**O que fazer**
Reproduza integralmente, sem qualquer alteração, o texto sobre a descoberta de uma nova orquídea nos Açores.

23/12/2013

A dança das orquídeas


Platanthera pollostantha R. M. Bateman & M. Moura / Erica azorica Hochst. (ilha de Santa Maria)

Na quarta-feira, dia 11 de Dezembro, deu-se na imprensa escrita portuguesa um fenómeno nunca visto: dois jornais (o Público e o Diário de Notícias) fizeram chamadas de primeira página com uma orquídea silvestre portuguesa. A notícia era a descoberta, por uma equipa de botânicos composta por dois britânicos (Richard Bateman e Paula Rudall, dos Kew Gardens) e uma portuguesa (Mónica Moura, da Universidade dos Açores), de uma nova espécie de orquídea nos Açores, a terceira do género Platanthera endémica do território. A nova orquídea, de que se encontraram apenas 250 exemplares em flor numa única ilha do arquipélago, a de São Jorge, foi de imediato alçada pelos seus descobridores à categoria da mais rara da sua família em toda a Europa. E foi essa distinção — que, muito mais do que um dúbio galardão, deve servir de alerta aos organismos regionais e nacionais de protecção da natureza — que fez convergir a atenção dos jornais. As fotos da raridade (uma haste singela armada com flores discretas, pequenas e verdes) terão provocado a perplexidade dos muitos leitores para quem as orquídeas são aquelas coisas vistosas e multicoloridas originárias dos trópicos. Haverá quem tenha aprendido alguma coisa lendo a notícia, mas outros, instalados no conforto de uma ignorância empedernida, quiseram partilhar connosco o seu vácuo mental, comentando assim a notícia no DN:

«Muita feia. Nem flor tem. A orquidea mais bonita é a Tailandesa.»

**Material extraído**

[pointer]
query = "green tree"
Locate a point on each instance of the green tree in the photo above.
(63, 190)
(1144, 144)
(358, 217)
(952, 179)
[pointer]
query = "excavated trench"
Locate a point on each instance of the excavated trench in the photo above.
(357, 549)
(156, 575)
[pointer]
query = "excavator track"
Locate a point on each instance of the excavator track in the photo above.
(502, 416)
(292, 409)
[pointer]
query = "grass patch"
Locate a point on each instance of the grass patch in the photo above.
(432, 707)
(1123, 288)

==

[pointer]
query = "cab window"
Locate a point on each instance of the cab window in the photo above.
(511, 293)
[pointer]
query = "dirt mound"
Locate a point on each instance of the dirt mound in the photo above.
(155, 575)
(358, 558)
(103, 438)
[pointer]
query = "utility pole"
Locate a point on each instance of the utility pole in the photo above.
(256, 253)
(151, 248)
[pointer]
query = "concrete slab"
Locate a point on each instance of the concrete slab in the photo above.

**Solução do exercício**
23/12/2013

A dança das orquídeas


Platanthera pollostantha R. M. Bateman & M. Moura / Erica azorica Hochst. (ilha de Santa Maria)

Na quarta-feira, dia 11 de Dezembro, deu-se na imprensa escrita portuguesa um fenómeno nunca visto: dois jornais (o Público e o Diário de Notícias) fizeram chamadas de primeira página com uma orquídea silvestre portuguesa. A notícia era a descoberta, por uma equipa de botânicos composta por dois britânicos (Richard Bateman e Paula Rudall, dos Kew Gardens) e uma portuguesa (Mónica Moura, da Universidade dos Açores), de uma nova espécie de orquídea nos Açores, a terceira do género Platanthera endémica do território. A nova orquídea, de que se encontraram apenas 250 exemplares em flor numa única ilha do arquipélago, a de São Jorge, foi de imediato alçada pelos seus descobridores à categoria da mais rara da sua família em toda a Europa. E foi essa distinção — que, muito mais do que um dúbio galardão, deve servir de alerta aos organismos regionais e nacionais de protecção da natureza — que fez convergir a atenção dos jornais. As fotos da raridade (uma haste singela armada com flores discretas, pequenas e verdes) terão provocado a perplexidade dos muitos leitores para quem as orquídeas são aquelas coisas vistosas e multicoloridas originárias dos trópicos. Haverá quem tenha aprendido alguma coisa lendo a notícia, mas outros, instalados no conforto de uma ignorância empedernida, quiseram partilhar connosco o seu vácuo mental, comentando assim a notícia no DN:

«Muita feia. Nem flor tem. A orquidea mais bonita é a Tailandesa.»